■ Given passage
(begin)
Ireland was never invaded by the Roman Empire, and the island remained a warring collection of separate kingdoms throughout its early history. Although it is known that the Romans traded with the Irish kingdoms, historically it was thought that the Romans never established a military presence in Ireland. In recent times the find of ruins of a possibly Roman fort in Drumanagh near Dublin has questioned this belief.

After the November 2015 Paris attacks killed more than 130 people in France, the French government invoked a mutual defence clause of the Treaty of Lisbon, asking for military assistance from the European Union. The Irish government agreed to deploy peacekeeping troops to Mali in order to free up French troops stationed there for deployment elsewhere.
(end)
■ Provided information
(begin)
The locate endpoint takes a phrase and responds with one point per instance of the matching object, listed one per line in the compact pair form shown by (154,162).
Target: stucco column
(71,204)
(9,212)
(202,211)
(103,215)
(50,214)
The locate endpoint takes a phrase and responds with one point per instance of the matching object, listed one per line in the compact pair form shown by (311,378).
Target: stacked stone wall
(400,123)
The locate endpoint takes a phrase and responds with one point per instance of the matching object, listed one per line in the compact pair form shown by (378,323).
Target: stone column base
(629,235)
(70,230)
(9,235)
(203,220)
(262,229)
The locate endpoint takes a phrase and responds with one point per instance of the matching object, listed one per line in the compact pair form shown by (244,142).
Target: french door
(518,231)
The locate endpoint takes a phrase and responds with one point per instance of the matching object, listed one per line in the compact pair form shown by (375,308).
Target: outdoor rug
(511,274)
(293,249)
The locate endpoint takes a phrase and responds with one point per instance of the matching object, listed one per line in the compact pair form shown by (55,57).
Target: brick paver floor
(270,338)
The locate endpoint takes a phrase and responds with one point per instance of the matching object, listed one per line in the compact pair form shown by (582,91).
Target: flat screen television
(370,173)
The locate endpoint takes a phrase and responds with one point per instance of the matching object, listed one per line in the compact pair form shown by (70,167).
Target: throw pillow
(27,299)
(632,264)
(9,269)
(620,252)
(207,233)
(end)
■ Stated task A
Render this sentence from the passage on Ireland into Spanish: "The Irish government agreed to deploy peacekeeping troops to Mali in order to free up French troops stationed there for deployment elsewhere."
■ Stated task B
According to the passage on Ireland, where were the ruins of a possibly Roman fort found?
■ Stated task C
Please transcribe the passage on Ireland from "After the November" to "for deployment elsewhere.".

■ Correct answer A
El gobierno irlandés acordó desplegar tropas de mantenimiento de la paz en Malí para liberar a las tropas francesas estacionadas allí y poder desplegarlas en otros lugares.

■ Correct answer B
In Drumanagh, near Dublin.

■ Correct answer C
After the November 2015 Paris attacks killed more than 130 people in France, the French government invoked a mutual defence clause of the Treaty of Lisbon, asking for military assistance from the European Union. The Irish government agreed to deploy peacekeeping troops to Mali in order to free up French troops stationed there for deployment elsewhere.